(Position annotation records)
* BEGIN *
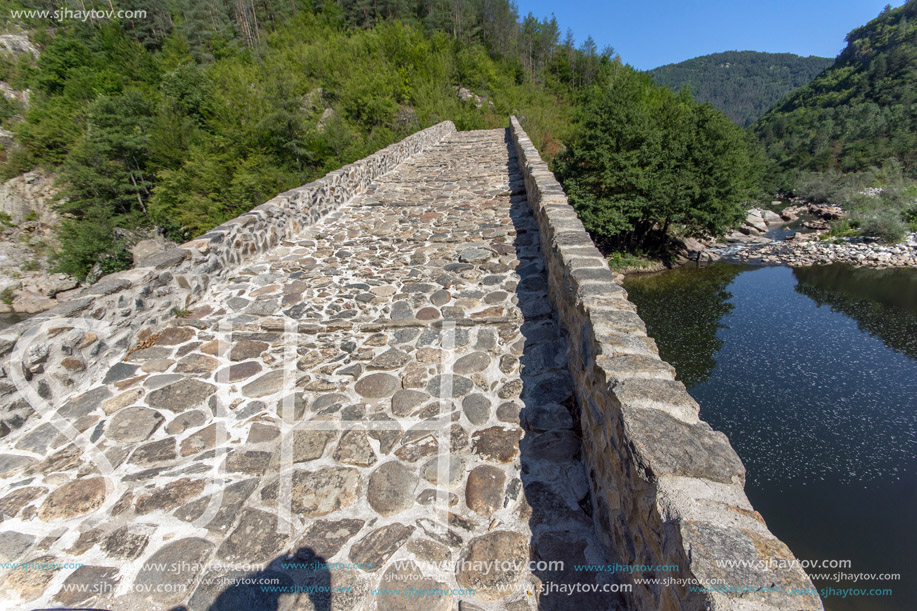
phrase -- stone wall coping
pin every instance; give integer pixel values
(666, 487)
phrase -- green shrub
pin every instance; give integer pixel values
(910, 217)
(6, 296)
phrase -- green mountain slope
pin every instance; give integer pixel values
(859, 113)
(742, 84)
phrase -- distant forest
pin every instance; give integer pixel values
(178, 122)
(742, 84)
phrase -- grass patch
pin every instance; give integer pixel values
(626, 262)
(6, 296)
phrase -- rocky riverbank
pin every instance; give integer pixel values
(794, 237)
(853, 251)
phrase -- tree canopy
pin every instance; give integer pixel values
(643, 159)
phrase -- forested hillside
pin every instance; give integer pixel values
(201, 111)
(742, 84)
(176, 122)
(860, 112)
(850, 136)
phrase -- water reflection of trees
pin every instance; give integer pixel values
(882, 302)
(683, 309)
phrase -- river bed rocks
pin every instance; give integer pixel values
(797, 253)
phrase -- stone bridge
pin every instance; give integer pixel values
(415, 375)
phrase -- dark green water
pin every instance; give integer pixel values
(812, 373)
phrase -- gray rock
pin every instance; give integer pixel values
(182, 395)
(449, 386)
(506, 555)
(257, 538)
(475, 255)
(354, 449)
(267, 384)
(325, 538)
(484, 489)
(168, 574)
(133, 424)
(477, 408)
(395, 577)
(377, 385)
(374, 550)
(391, 488)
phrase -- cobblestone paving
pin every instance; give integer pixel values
(388, 391)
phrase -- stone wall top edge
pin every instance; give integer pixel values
(696, 476)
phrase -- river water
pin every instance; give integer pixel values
(812, 373)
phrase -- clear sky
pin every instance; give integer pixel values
(651, 33)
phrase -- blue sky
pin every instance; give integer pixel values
(650, 33)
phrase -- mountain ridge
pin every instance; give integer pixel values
(763, 79)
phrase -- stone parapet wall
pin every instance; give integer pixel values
(125, 305)
(666, 488)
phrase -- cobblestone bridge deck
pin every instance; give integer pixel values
(387, 391)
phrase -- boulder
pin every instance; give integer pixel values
(771, 218)
(756, 221)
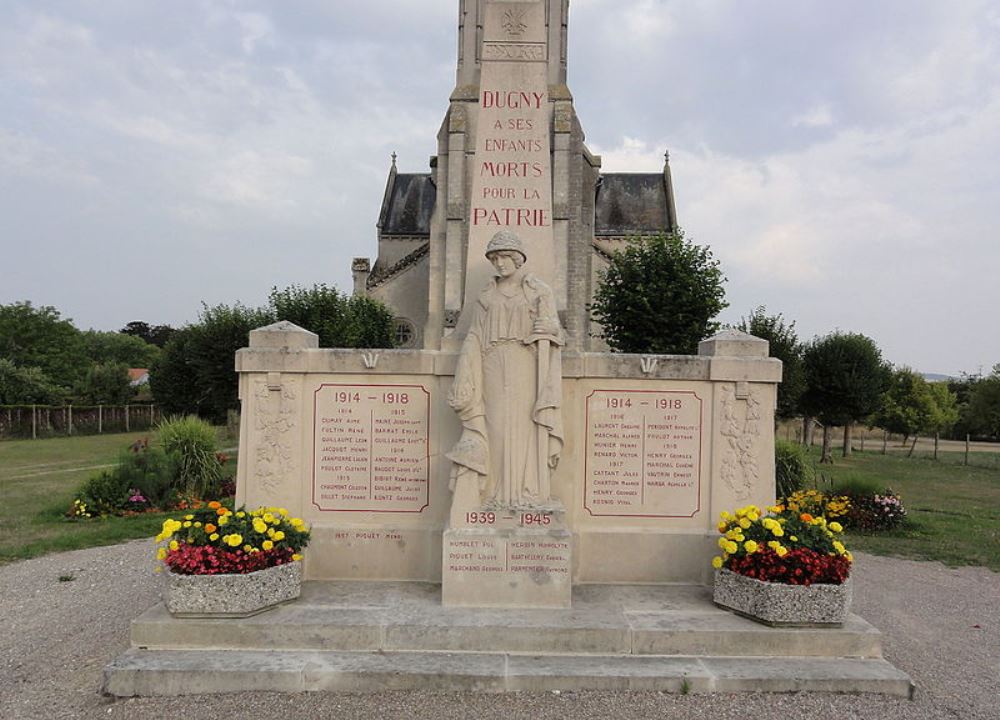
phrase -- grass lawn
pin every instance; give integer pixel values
(39, 481)
(953, 510)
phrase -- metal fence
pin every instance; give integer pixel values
(41, 421)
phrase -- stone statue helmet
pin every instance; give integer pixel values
(506, 241)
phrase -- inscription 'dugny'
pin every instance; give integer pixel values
(371, 448)
(643, 453)
(512, 166)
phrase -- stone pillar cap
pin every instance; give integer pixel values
(283, 335)
(733, 343)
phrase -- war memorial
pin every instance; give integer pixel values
(502, 504)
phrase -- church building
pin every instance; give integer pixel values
(423, 225)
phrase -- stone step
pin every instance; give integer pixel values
(181, 672)
(604, 620)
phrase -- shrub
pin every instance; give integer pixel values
(792, 469)
(141, 472)
(876, 512)
(190, 442)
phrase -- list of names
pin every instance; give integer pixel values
(371, 448)
(643, 453)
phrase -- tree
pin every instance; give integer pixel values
(981, 416)
(41, 338)
(783, 344)
(340, 321)
(845, 378)
(104, 348)
(153, 334)
(106, 383)
(907, 405)
(660, 294)
(27, 386)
* END *
● Stated task: Only the lines from the one containing "phrase -- inscription 'dugny'" through the end of the entries above belong in the answer; repeat them exactly.

● Expected output:
phrase -- inscription 'dugny'
pin every instance; give integer pixel values
(371, 448)
(643, 453)
(512, 166)
phrase -- stone pillar cap
pin every instance; give integer pixel values
(283, 335)
(733, 343)
phrase -- war memorial
pin every instance; give integer pixel values
(502, 504)
phrase -- church building
pin every instance; give integer pixel values
(423, 225)
phrase -- stone step
pin every instance; give integer pixel values
(181, 672)
(604, 620)
phrase -- shrub
pin every instance; give integer pixel values
(792, 469)
(141, 472)
(876, 512)
(190, 442)
phrase -- list of names
pin every instance; give integer pixel values
(371, 448)
(643, 453)
phrase -- tree
pin every instance; give integer pixel values
(981, 416)
(41, 338)
(783, 344)
(340, 321)
(845, 378)
(104, 348)
(153, 334)
(106, 383)
(907, 405)
(660, 294)
(27, 386)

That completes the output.